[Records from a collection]

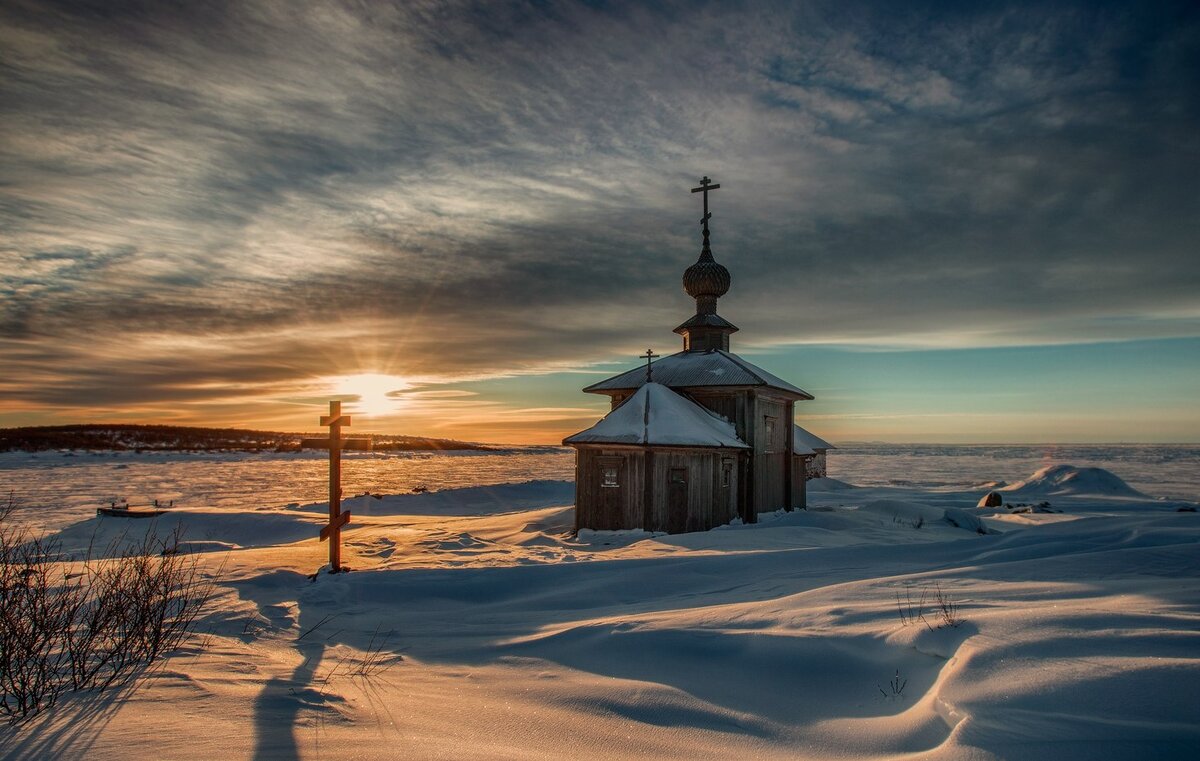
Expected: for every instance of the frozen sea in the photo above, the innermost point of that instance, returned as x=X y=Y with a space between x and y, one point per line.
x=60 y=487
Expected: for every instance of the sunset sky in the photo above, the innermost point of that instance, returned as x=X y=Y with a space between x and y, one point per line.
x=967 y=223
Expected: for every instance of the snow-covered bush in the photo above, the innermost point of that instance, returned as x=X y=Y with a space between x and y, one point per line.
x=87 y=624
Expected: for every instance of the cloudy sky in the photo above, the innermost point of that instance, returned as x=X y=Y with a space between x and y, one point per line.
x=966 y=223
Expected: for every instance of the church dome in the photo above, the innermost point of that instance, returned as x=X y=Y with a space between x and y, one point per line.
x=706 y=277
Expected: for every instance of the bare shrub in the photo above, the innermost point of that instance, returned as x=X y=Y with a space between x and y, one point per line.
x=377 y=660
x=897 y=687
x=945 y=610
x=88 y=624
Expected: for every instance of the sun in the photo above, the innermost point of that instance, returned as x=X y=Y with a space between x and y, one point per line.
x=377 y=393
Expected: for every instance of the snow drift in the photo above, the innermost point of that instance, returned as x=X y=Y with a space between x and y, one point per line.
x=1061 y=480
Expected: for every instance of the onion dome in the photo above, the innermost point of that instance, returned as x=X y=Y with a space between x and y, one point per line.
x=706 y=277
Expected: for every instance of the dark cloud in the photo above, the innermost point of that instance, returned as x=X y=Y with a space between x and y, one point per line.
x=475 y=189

TASK TO CARRY OUT: Nothing but the records, repeated exactly and stripped of pictures, should appear in the answer.

PROBLEM SOLUTION:
Expected: for every instance of the frozen sea in the photo above, the innermost point of that instance, returned as x=X y=Y with a space between x and y, one point per line.
x=60 y=487
Expected: for every instance of the sunset sky in the photo above, the innermost point of that instance, returned as x=X y=Y with a space between x and y, one point per line.
x=967 y=223
Expected: for every instance of the snow-covered bush in the photo above, the innermost point of that instance, returned as x=X y=Y with a space between x and y, one point per line.
x=87 y=624
Expected: for every instance of the cloudy sky in the photo above, the innermost point of that instance, returned as x=X y=Y with a space between x and y, one point per line.
x=966 y=223
Expected: for every instance of the church dome in the photo above, the innermost point of that instance, returned as x=X y=Y with a space between x and y, one point per line.
x=706 y=277
Expected: for every instance of the bare shrub in the photo above, the innermost point of that instance, returned as x=X y=Y with a space between x and y, one point per line.
x=377 y=660
x=897 y=687
x=945 y=610
x=88 y=624
Expected: for every instance of the sun in the photo above, the innermost point of that instance, returned as x=X y=Y with a space between x and y, one point per line.
x=377 y=393
Expected: for every instance of the snow drift in the photo above, the innermost point of that instance, returned as x=X y=Y with a space between x and y, one point per line.
x=1061 y=480
Expected: for every instance of the onion dome in the photo above, the innermost point of that instance, returned as x=X y=Y with a space between x and y, one point per line.
x=706 y=277
Expected: for every instance of the dark cloud in the photo above, the innermost point of that instance, returned as x=X y=Y with a space between x and y, one point per line.
x=475 y=189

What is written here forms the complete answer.